Page text:
((
The score for daniel is 83


If you try to lookup a key that does not exist using [] then you will get an error:

In [11]:
name="beatrice"
print("The score for "+name+" is "+str(my_dict[name]))

KeyError: 'beatrice'

In this case it is better to use the dictionary's .get() method.  

In [12]:
name="beatrice"
print("The score for "+name+" is "+str(my_dict.get(name,0)))

The score for beatrice is 0


.get() is a method of the dictionary class.  It takes the particular dictionary which is given before the . and looks up the value of the first argument.  However, the second argument (0 in this case) is a default value which will be used if the key is not present in the dictionary.


Often we want to iterate over all of the items in a dictionary.  We might want to do something with the keys or values which match a certain condition.  

.keys() returns the keys of the dictionary as a list

.values() returns the values of the dictionary as a list

.items() returns the key,value pairs as a list of pairs

Note that the order of these lists is **not** _necessarily_ the same as the order the items were added to the dictionary.  

In [13]:
print(my_dict.keys())

dict_keys(['daniel', 'evelyn', 'bob', 'george'])


In [14]:
print(my_dict.values())

dict_values([83, 98, 50, 78])


In [15]:
print(my_dict.items())

dict_items([('daniel', 83), ('evelyn', 98), ('bob', 50), ('george', 78)])


So now we can straightforwardly iterate over the dictionary

In [17]:
def update_scores(dict_of_scores):
    """
))
Listed records:
((
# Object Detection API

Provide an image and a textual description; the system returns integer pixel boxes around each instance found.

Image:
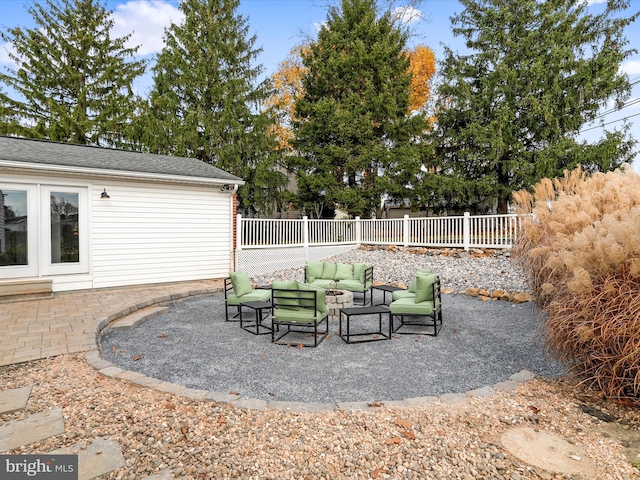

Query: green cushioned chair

[224,272,271,322]
[389,273,442,337]
[271,282,329,347]
[391,268,433,300]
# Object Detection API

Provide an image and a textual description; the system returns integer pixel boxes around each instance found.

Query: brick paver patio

[0,280,221,366]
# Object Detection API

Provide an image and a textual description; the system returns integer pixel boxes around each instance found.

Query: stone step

[0,278,53,302]
[49,438,125,480]
[0,387,33,415]
[110,307,169,330]
[0,408,64,452]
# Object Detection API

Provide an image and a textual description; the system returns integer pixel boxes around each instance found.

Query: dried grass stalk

[513,168,640,405]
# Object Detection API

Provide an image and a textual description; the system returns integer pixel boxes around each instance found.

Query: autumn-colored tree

[409,45,436,112]
[264,44,436,154]
[291,0,427,218]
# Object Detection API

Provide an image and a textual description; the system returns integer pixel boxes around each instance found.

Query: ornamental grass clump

[513,168,640,404]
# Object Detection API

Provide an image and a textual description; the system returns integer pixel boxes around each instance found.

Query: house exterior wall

[0,173,233,291]
[91,182,233,288]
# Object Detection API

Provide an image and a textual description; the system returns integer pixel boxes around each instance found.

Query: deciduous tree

[293,0,425,217]
[0,0,145,146]
[434,0,638,211]
[140,0,287,214]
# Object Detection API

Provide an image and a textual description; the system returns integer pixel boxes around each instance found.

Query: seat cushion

[229,272,253,297]
[353,263,371,284]
[335,263,353,280]
[389,298,434,315]
[336,280,365,292]
[271,280,300,308]
[298,283,329,313]
[227,289,271,305]
[305,262,324,283]
[391,290,416,300]
[307,278,336,288]
[415,273,438,303]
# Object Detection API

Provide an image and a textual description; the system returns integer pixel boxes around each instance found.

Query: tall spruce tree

[293,0,425,217]
[0,0,145,146]
[141,0,287,214]
[433,0,638,212]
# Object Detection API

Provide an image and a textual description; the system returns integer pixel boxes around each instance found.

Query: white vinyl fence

[236,213,521,275]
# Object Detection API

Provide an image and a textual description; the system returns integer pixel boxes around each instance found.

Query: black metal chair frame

[224,277,240,322]
[271,288,329,347]
[389,277,442,337]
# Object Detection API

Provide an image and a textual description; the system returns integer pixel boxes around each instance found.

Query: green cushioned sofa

[224,272,271,322]
[304,262,373,305]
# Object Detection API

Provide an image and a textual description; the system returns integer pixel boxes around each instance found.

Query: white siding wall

[90,181,232,288]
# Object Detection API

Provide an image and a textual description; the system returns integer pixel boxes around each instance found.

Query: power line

[580,113,640,133]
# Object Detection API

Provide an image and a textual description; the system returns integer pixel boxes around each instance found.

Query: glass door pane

[50,192,80,264]
[0,189,29,267]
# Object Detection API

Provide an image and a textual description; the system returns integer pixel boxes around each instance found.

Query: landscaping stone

[438,393,468,403]
[0,387,33,415]
[50,438,125,480]
[0,408,64,452]
[466,387,496,398]
[500,427,597,480]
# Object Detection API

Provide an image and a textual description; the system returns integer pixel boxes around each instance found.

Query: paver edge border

[85,287,537,413]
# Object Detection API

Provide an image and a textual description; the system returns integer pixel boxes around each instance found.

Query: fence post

[462,212,471,252]
[402,215,409,247]
[302,215,309,262]
[236,213,243,250]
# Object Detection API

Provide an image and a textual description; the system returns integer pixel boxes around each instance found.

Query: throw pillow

[335,263,353,280]
[306,262,324,283]
[229,272,253,297]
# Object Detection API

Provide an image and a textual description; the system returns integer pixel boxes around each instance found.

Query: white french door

[0,183,89,278]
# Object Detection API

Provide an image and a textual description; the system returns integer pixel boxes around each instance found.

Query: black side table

[240,302,271,335]
[339,305,392,343]
[373,285,406,305]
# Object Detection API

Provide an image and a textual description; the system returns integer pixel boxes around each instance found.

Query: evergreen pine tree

[293,0,425,217]
[434,0,638,212]
[141,0,287,215]
[0,0,145,146]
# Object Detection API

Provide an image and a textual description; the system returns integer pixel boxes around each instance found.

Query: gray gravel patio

[101,291,566,403]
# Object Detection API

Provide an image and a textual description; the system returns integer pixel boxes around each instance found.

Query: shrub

[513,168,640,403]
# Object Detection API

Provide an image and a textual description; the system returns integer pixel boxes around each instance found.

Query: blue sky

[0,0,640,166]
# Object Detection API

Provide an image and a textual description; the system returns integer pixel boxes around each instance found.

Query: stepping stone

[143,468,173,480]
[111,307,169,330]
[0,408,64,452]
[0,387,33,415]
[501,427,598,480]
[49,438,125,480]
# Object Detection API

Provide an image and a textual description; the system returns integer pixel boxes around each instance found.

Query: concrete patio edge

[85,294,536,412]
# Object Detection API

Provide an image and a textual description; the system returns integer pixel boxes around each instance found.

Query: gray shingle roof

[0,136,244,183]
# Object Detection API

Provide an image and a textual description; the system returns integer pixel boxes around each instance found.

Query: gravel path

[101,292,566,403]
[101,250,552,403]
))
Task prompt:
Answer these questions from the text on Python dictionaries, one per line:
1. What error appears when the key "beatrice" is looked up with []?
2. What does the second argument of .get() supply?
3. According to the output, what value is stored for 'evelyn'?

Reply to the task:
1. KeyError: 'beatrice'
2. A default value, used if the key is not present in the dictionary
3. 98